■ EXTRACT PROVIDED:

━━━━━━━━━━━━━━━━

The public datasets are open source datasets provided by Alibaba Cloud. The public datasets are stored in the public storage of Alibaba Cloud. You can register the public datasets without the need to create replicas in your storage and use these datasets in data processing and modeling tasks. This topic describes the public datasets provided by Machine Learning Platform for AI and how to download these datasets.
Background information
The CIFAR-10 dataset
- train: stores 50,000 images. These images are used for training.
- test: stores 10,000 images. These images are used for testing.
- predict: stores several images. These images are used for prediction.

━━━━━━━━━━━━━━━━

■ PROVIDED INFORMATION:
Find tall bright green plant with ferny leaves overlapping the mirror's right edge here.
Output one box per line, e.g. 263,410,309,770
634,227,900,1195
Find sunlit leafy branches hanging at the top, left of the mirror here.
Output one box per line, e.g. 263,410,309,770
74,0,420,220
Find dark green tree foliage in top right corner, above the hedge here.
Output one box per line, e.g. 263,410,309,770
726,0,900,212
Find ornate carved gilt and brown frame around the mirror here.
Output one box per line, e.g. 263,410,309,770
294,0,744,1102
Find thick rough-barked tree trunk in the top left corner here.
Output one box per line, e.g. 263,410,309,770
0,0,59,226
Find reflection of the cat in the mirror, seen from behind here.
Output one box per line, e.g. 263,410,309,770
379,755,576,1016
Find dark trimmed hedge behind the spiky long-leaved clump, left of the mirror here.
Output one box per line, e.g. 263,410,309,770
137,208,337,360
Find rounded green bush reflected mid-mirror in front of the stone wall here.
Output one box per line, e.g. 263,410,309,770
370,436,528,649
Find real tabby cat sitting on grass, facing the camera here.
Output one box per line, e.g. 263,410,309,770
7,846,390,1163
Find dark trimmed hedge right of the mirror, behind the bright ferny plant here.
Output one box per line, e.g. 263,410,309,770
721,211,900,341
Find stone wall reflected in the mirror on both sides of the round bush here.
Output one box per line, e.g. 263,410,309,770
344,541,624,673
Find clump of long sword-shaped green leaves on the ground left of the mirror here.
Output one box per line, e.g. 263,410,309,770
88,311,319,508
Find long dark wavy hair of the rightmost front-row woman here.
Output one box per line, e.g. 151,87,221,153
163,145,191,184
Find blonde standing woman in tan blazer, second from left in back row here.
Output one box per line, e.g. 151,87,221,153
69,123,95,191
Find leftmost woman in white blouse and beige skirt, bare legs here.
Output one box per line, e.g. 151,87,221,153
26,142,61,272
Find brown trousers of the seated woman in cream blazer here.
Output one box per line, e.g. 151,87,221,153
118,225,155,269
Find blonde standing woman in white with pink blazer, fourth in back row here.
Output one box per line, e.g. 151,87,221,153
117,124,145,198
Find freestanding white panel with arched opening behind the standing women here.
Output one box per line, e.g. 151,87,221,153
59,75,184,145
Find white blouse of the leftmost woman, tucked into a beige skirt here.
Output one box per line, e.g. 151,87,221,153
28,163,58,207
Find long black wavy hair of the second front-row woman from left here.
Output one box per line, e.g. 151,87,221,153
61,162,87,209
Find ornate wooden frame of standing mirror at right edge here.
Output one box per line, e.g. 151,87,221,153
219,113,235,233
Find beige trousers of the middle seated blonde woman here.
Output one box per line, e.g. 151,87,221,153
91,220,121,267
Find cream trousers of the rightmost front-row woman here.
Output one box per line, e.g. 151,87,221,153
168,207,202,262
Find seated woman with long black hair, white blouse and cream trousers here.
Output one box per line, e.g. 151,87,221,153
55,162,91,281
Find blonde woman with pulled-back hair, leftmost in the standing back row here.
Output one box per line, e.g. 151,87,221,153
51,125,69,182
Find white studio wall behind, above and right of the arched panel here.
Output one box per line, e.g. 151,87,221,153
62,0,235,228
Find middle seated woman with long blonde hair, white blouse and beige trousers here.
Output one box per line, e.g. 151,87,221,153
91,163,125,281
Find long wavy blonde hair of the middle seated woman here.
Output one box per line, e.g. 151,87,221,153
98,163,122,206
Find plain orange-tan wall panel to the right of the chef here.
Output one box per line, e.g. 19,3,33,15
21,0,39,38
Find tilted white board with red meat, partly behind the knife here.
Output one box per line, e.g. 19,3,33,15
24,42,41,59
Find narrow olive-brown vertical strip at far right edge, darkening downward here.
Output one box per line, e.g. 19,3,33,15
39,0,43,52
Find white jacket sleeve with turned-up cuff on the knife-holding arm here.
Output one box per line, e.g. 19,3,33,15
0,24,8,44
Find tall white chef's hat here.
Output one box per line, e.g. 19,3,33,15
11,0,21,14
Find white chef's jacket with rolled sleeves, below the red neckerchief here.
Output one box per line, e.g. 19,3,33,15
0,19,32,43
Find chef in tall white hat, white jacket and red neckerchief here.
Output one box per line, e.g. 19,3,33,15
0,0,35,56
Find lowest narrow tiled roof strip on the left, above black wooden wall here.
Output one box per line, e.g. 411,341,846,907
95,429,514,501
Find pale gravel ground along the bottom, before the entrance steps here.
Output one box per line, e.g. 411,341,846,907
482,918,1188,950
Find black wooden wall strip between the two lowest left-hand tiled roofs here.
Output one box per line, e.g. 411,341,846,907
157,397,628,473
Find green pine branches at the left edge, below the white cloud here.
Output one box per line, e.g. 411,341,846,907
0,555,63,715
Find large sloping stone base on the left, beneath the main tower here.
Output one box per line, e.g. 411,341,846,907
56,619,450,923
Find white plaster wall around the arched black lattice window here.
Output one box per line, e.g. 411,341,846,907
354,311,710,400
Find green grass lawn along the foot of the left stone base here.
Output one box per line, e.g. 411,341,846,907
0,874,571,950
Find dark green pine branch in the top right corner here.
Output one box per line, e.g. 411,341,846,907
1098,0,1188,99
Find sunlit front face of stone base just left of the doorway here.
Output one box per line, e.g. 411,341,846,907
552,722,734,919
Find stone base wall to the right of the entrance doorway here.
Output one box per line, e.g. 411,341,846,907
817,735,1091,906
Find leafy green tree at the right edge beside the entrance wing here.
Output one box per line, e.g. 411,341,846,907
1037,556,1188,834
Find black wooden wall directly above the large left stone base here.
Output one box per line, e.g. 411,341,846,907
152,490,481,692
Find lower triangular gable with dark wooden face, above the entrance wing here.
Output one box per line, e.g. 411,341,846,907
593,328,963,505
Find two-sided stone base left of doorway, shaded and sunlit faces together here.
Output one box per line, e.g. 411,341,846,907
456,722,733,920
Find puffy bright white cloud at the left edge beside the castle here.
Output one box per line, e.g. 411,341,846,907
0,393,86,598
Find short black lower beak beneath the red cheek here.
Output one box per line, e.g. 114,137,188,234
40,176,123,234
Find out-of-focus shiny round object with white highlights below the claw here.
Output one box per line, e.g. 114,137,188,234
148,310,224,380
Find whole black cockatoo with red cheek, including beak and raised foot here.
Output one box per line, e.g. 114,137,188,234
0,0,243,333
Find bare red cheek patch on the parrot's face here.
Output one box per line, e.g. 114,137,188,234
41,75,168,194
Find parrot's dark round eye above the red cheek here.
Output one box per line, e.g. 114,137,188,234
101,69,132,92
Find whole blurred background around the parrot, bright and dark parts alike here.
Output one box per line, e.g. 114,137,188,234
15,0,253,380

━━━━━━━━━━━━━━━━

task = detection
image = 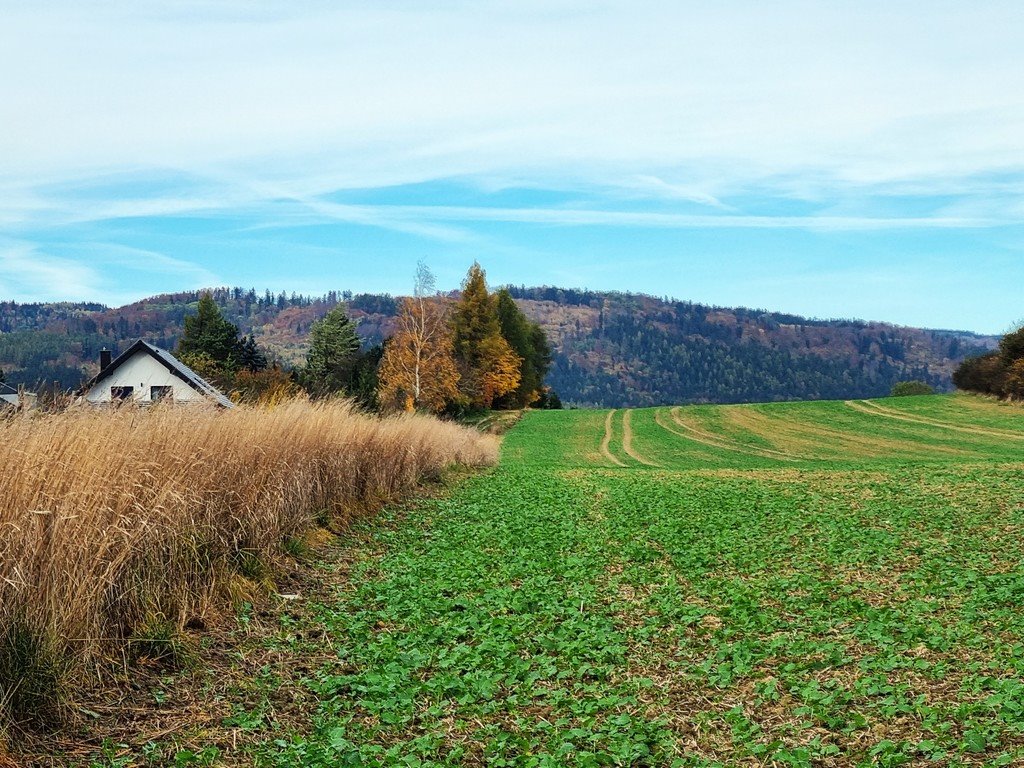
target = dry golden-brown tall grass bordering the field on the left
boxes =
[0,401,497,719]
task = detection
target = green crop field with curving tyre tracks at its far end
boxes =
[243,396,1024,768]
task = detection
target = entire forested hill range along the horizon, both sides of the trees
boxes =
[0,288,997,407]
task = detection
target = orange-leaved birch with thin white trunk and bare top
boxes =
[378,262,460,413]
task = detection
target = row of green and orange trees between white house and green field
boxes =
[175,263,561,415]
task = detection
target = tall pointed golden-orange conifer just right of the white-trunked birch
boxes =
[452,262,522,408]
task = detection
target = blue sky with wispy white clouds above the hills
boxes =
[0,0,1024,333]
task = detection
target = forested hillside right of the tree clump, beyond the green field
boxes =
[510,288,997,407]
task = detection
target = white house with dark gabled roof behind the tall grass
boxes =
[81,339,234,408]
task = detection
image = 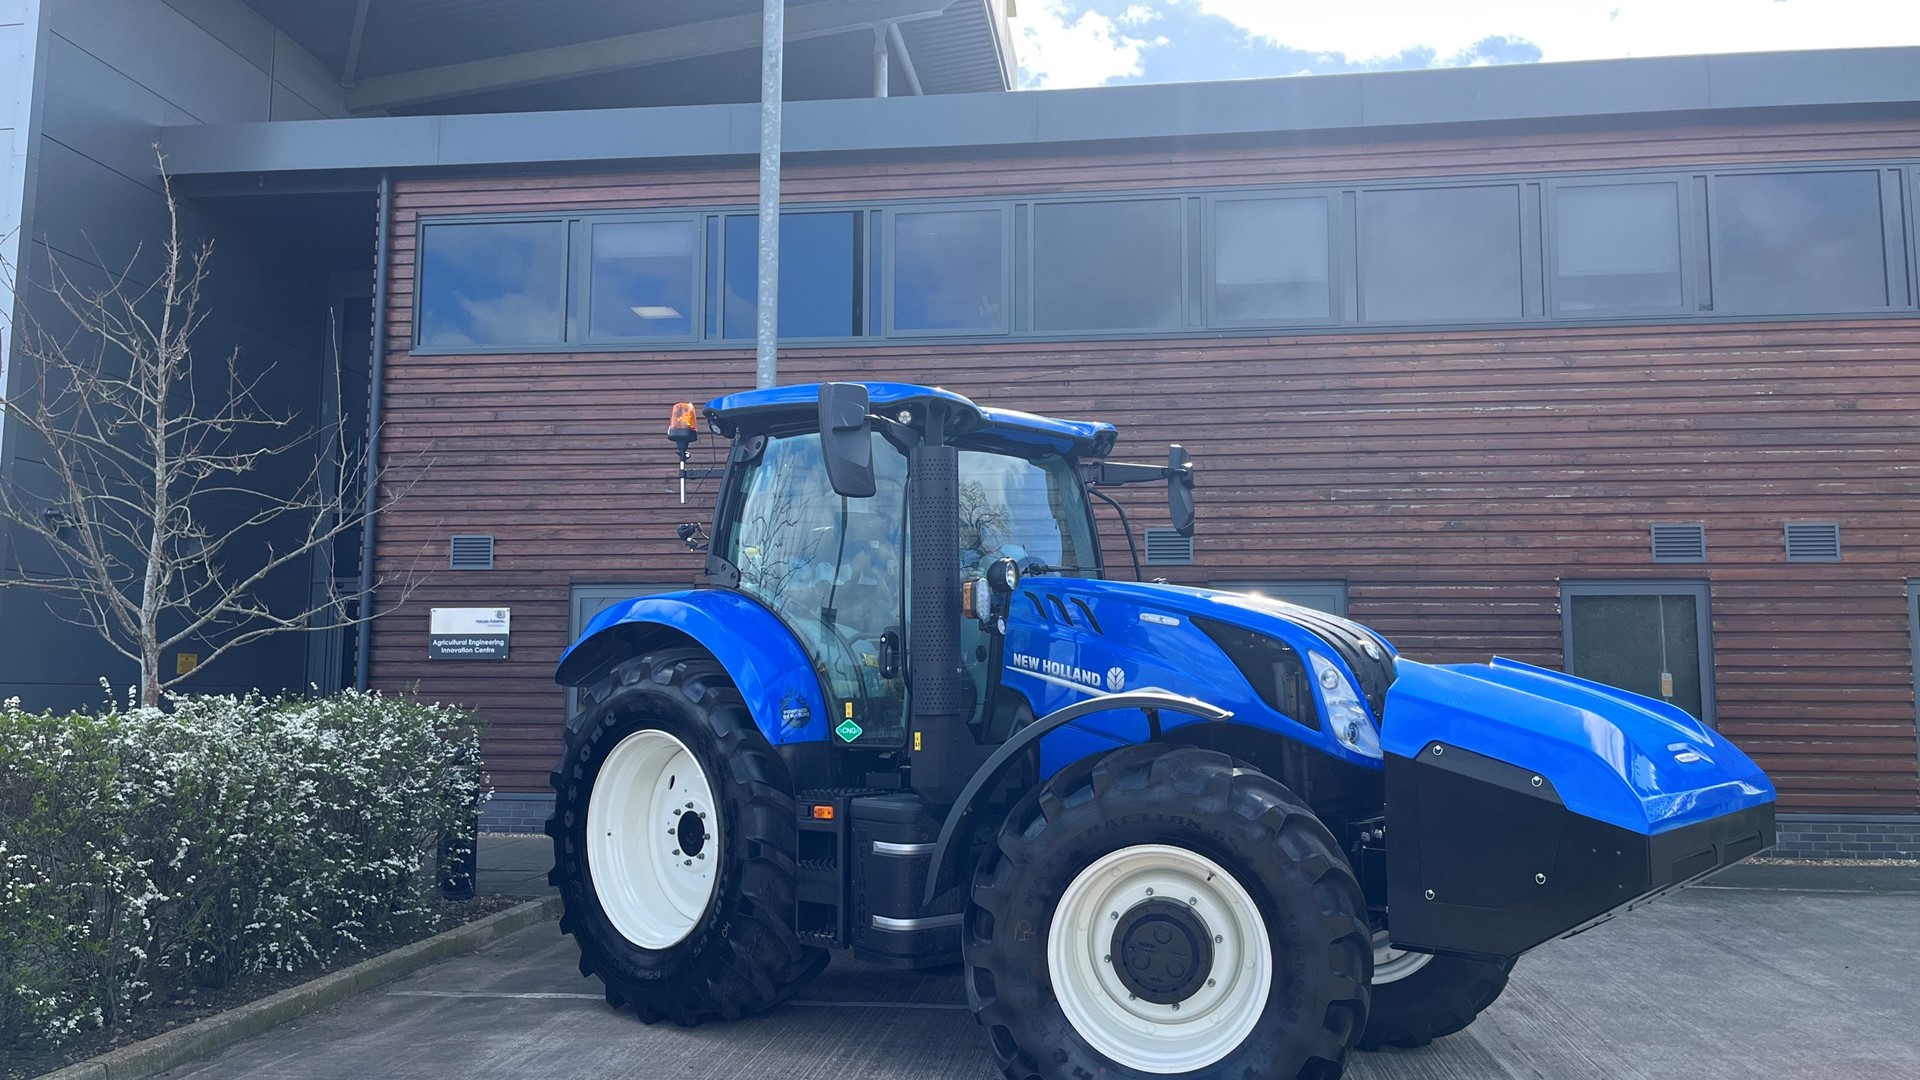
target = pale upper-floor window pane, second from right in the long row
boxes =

━━━━━━━━━━━━━━━━

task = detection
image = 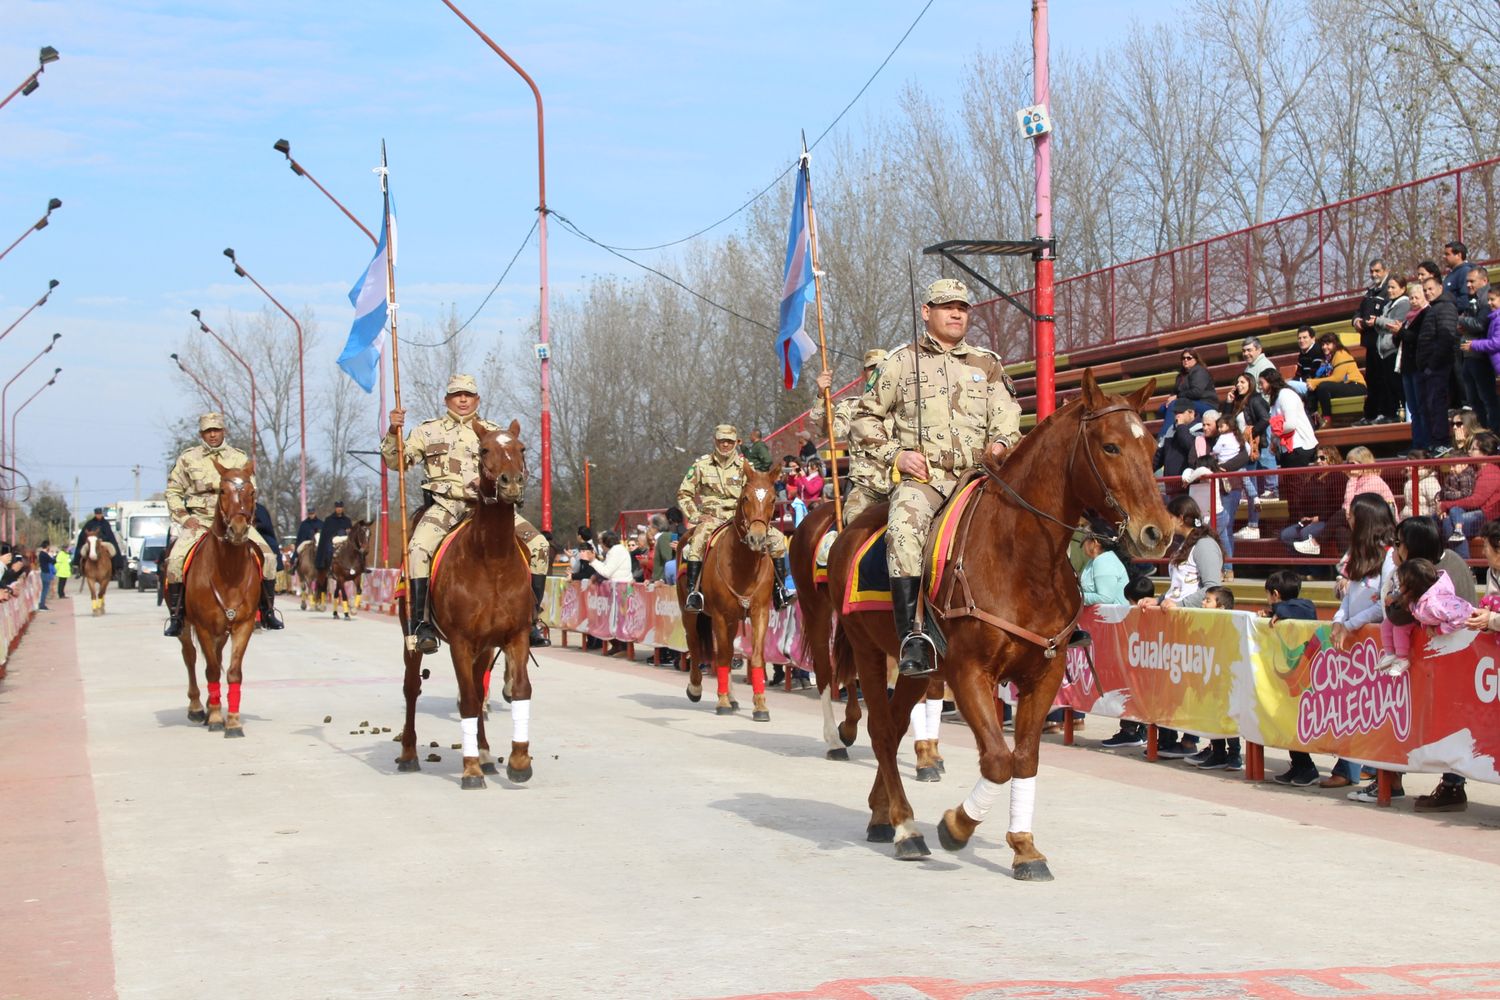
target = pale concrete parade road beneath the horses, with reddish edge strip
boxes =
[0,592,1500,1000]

━━━━━━━━━━━━━━━━

■ TO DO:
[1] From the passage on Alibaba Cloud public datasets, copy out the wording starting with "The public datasets are open" and going on through "used for testing.".
[2] Write the next part of the passage on Alibaba Cloud public datasets, picking up right after its final line.

■ RESULTS BY TASK:
[1]
The public datasets are open source datasets provided by Alibaba Cloud. The public datasets are stored in the public storage of Alibaba Cloud. You can register the public datasets without the need to create replicas in your storage and use these datasets in data processing and modeling tasks. This topic describes the public datasets provided by Machine Learning Platform for AI and how to download these datasets.
Background information
The CIFAR-10 dataset
- train: stores 50,000 images. These images are used for training.
- test: stores 10,000 images. These images are used for testing.

[2]
- Dataset addresses
- China (Hangzhou):
oss://pai-vision-data-hz2.oss-cn-hangzhou.aliyuncs.com/data/cifar10/qince_data/
- China (Shanghai):
oss://pai-vision-data-sh.oss-cn-shanghai.aliyuncs.com/data/cifar10/qince_data/
- China (Beijing):
oss://pai-vision-data-bj.oss-cn-beijing.aliyuncs.com/data/cifar10/qince_data/
- China (Shenzhen):
oss://pai-vision-data-sz.oss-cn-shenzhen.aliyuncs.com/data/cifar10/qince_data/
- China (Hangzhou):
- How to download
Use the ossutil CLI provided by Object Storage Service (OSS) to download the dataset to your on-premises machine. Example:
- For more information about how to download and install ossutil, see Download and installation.
- Run the following command to download the dataset to your on-premises machine. For
more information about ossutil commands, see ossutil.
./ossutilmac64 cp -r oss://pai-vision-data-hz2/data/cifar10/qince_data /Users/tongxin/Desktop
The PASCAL VOC 2007 dataset
PASCAL VOC 2007 is an open source dataset that is widely used to detect objects and partition images. The dataset is also used to benchmark Faster-RCNN and Yolo. The dataset consists of the following files: the Annotations, ImageSets, JPEGImages, SegmentationClass, and SegmentationObject files.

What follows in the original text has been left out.